**Your instructions**
Continue the passage on structure in information resources, starting right after its last sentence.

**Text segment**
Some organizing principles impose very little structure. For a small collection of resources, co-locating them or arranging them near each other might be sufficient organization. We can impose two- or three-dimensional coordinate systems on this “implicit structure” and explicitly describe the location of a resource as precisely as we want, but we more naturally describe the structure of resource locations in relative terms. In English we have many ways to describe the structural relationship of one resource to another: “in,” “on,” “under,” “behind,” “above,” “below,” “near,” “to the right of,” “to the left of,” “next to,” and so on. Sometimes several resources are arranged or appear to be arranged in a sequence or order and we can use positional descriptions of structure: a late 1990s TV show described the planet Earth as the “third rock from the Sun.[3]

We pay most attention to intentional structures that are explicitly represented within and between resources because they embody the design or authoring choices about how much implicit or latent structure will be made explicit. Structures that can be reliably extracted by algorithms become especially important for very large collections of resources whose scope and scale defy structural analysis by people.

Structural Relationships within a Resource

We almost always think of human and other animate resources as unitary entities. Likewise, many physical resources like paintings, sculptures, and manufactured goods have a material integrity that makes us usually consider them as indivisible. For an information resource, however, it is almost always the case that it has or might have had some internal structure or sub-division of its constituent data elements.

In fact, since all computer files are merely encodings of bits, bytes, characters and strings, all digital resources exhibit some internal structure, even if that structure is only discernible by software agents. Fortunately, the once inscrutable internal formats of word processing files are now much more interpretable after they were replaced by XML in the last decade.

**Data provided**
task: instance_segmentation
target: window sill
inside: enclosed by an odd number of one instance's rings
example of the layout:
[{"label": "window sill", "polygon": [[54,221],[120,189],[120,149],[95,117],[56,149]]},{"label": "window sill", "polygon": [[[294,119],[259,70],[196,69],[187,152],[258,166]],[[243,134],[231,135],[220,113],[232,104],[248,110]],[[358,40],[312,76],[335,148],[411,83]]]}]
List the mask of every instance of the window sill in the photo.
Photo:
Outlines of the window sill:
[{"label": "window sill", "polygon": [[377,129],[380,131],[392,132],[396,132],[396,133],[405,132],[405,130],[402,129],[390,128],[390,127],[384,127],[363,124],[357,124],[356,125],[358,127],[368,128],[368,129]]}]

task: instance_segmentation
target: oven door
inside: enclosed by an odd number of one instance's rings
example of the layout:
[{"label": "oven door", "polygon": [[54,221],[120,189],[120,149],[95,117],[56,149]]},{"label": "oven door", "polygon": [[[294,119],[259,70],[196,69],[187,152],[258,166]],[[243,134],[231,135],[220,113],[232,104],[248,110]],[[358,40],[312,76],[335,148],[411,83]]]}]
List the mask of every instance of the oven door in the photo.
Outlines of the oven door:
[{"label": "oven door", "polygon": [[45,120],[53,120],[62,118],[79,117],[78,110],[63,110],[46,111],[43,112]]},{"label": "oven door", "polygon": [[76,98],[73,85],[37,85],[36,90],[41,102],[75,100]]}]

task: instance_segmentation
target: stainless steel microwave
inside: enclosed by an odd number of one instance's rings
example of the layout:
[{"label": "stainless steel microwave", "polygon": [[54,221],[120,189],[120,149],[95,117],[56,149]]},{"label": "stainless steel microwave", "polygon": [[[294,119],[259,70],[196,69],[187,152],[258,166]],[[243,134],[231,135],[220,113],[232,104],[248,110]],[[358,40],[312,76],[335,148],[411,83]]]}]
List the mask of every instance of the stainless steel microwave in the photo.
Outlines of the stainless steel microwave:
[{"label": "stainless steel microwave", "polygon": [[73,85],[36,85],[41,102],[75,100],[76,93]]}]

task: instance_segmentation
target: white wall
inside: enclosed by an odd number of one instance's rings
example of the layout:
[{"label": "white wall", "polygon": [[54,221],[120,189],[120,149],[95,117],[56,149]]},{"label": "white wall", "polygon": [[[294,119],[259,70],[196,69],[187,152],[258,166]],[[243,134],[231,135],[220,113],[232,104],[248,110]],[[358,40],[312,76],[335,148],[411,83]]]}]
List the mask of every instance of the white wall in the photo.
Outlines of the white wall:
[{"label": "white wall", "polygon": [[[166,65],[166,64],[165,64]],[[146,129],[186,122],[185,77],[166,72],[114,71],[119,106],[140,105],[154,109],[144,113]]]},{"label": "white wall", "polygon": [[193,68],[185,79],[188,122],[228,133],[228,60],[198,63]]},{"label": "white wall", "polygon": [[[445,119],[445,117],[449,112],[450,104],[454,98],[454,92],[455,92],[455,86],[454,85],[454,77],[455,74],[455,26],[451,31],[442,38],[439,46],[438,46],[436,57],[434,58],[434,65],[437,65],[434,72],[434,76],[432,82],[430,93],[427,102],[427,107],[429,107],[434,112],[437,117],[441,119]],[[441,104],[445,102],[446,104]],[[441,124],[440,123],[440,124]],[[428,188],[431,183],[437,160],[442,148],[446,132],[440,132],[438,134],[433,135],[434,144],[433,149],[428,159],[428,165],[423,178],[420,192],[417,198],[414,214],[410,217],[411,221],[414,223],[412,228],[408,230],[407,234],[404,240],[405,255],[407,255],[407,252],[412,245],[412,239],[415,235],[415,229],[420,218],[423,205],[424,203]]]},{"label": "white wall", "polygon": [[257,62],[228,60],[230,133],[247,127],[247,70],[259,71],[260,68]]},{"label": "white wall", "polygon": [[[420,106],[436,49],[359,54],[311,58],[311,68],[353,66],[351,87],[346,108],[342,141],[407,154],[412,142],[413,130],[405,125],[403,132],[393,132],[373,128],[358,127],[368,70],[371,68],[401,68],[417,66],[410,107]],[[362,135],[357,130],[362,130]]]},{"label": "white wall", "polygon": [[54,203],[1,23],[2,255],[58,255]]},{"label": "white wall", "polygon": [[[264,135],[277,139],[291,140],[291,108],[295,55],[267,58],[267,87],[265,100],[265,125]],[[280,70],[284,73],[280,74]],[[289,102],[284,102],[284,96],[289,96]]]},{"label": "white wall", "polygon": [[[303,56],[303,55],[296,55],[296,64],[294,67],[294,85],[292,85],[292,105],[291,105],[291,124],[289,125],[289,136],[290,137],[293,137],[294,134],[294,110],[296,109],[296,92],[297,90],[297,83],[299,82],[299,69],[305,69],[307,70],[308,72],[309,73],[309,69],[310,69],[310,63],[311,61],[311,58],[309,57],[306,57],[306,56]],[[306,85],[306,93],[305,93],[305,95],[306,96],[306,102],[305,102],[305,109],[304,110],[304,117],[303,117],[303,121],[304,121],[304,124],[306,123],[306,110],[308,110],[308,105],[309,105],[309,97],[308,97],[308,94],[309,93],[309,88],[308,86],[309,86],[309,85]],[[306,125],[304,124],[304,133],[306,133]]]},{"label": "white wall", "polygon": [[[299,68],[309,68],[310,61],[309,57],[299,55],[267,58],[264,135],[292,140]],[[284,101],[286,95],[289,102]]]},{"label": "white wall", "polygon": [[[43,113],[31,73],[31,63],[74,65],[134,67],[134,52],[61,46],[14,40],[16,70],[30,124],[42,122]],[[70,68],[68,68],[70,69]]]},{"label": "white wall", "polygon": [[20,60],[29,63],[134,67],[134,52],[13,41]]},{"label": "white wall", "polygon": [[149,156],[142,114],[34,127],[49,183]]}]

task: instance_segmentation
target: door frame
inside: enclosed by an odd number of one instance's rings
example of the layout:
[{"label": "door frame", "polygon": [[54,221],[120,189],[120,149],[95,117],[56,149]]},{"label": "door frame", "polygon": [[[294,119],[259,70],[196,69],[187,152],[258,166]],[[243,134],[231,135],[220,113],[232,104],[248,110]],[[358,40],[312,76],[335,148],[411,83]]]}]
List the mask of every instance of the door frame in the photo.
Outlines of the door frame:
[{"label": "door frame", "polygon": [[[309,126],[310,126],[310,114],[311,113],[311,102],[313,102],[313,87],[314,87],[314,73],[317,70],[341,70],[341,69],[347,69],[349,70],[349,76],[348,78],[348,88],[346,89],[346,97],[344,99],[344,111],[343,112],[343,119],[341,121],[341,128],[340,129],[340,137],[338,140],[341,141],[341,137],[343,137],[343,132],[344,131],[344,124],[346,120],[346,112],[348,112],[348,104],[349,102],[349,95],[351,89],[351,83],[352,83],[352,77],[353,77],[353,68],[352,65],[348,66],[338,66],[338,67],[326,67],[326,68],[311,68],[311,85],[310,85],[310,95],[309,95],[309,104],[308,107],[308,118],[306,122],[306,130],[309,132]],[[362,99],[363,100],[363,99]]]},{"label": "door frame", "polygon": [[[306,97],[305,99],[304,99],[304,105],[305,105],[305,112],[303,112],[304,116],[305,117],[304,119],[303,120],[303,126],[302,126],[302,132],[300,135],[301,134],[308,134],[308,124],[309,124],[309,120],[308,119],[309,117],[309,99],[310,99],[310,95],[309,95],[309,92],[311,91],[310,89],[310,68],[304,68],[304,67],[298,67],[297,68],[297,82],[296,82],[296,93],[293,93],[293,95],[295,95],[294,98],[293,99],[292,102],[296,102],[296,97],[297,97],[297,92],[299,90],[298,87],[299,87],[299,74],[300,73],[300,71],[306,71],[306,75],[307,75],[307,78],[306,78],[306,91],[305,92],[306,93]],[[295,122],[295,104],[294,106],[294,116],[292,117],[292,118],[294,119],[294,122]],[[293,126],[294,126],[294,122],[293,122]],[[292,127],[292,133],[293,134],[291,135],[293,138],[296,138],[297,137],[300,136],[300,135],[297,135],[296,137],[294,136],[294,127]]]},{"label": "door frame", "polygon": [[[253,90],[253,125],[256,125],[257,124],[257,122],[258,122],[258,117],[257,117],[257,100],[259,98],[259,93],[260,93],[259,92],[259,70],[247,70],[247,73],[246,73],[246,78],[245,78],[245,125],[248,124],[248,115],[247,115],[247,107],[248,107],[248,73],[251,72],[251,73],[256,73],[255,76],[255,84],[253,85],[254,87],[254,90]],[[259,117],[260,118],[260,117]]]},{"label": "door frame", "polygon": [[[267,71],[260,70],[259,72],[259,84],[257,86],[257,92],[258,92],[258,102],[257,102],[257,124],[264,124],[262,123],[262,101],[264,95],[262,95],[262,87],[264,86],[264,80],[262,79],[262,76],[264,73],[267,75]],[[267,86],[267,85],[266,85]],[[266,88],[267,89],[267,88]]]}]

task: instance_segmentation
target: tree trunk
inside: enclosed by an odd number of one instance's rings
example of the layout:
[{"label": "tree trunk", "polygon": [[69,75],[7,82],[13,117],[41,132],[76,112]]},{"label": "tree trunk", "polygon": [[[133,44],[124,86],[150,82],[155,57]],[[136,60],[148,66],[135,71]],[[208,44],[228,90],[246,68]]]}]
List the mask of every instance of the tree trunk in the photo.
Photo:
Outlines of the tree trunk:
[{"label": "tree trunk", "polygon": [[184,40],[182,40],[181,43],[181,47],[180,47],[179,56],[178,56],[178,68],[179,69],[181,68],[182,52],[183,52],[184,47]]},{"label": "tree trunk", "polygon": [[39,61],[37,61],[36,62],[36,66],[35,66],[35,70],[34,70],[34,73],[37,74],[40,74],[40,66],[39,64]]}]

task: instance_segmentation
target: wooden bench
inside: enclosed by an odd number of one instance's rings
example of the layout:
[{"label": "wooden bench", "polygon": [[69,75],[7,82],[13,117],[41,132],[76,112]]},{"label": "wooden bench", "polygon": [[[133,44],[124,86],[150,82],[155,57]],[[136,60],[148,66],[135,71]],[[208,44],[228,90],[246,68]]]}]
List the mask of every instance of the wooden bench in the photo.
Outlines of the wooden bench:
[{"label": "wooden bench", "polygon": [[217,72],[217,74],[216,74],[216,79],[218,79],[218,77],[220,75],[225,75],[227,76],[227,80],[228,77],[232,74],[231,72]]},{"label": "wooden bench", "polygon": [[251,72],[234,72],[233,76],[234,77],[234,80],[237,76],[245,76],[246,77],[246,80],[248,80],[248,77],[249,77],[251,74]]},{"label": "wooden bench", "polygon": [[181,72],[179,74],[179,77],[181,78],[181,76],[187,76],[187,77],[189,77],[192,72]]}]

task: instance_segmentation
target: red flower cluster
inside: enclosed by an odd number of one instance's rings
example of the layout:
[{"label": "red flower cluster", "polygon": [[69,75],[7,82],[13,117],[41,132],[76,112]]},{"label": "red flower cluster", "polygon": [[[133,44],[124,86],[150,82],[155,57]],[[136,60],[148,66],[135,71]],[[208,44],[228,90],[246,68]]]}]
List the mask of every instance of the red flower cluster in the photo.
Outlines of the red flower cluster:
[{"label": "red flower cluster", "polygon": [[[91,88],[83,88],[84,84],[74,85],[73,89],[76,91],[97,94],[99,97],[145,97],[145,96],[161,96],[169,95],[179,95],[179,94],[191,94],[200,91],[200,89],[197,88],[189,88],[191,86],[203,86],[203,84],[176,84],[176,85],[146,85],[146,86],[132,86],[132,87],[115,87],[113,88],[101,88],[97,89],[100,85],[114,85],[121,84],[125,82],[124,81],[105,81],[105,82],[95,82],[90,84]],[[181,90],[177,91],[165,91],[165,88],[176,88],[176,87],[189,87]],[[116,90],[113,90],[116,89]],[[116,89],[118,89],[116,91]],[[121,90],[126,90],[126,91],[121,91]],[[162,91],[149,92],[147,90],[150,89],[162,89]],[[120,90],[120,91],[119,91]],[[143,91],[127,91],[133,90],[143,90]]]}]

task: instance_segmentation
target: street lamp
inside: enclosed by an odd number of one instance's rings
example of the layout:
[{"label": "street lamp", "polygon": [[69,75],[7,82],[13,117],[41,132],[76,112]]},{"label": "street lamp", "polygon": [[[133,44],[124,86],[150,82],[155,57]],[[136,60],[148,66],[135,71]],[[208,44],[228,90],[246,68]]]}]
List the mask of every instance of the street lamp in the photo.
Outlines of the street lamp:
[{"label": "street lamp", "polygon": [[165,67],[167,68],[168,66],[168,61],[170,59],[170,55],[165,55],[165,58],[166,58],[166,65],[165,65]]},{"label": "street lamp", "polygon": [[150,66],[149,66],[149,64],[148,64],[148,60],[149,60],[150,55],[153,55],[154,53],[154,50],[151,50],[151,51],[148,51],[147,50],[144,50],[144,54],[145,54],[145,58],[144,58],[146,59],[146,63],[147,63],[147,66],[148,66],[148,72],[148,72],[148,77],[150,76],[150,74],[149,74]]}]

**Response to this task**
When an author writes a document, he or she gives it some internal organization with its title, section headings, typographic conventions, page numbers, and other mechanisms that identify its parts and their significance or relationship to each other. The lowest level of this structural hierarchy, usually the paragraph, contains the text content of the document. Sometimes the author finds it useful to identify types of content like glossary terms or cross-references within the paragraph text. Document models that mix structural description with content “nuggets” in the text are said to contain mixed content.

In data-intensive or transactional domains, document instances tend to be homogeneous because they are produced by or for automated processes, and their information components will appear predictably in the same structural relationships with each other. These structures typically form a hierarchy expressed in an XML schema or word processing style template. XML documents describe their component parts using content-oriented elements like <ITEM>, <NAME>, and <ADDRESS>, that are themselves often aggregate structures or containers for more granular elements. The structures of resources maintained in databases are typically less hierarchical, but the structures are precisely captured in database schemas.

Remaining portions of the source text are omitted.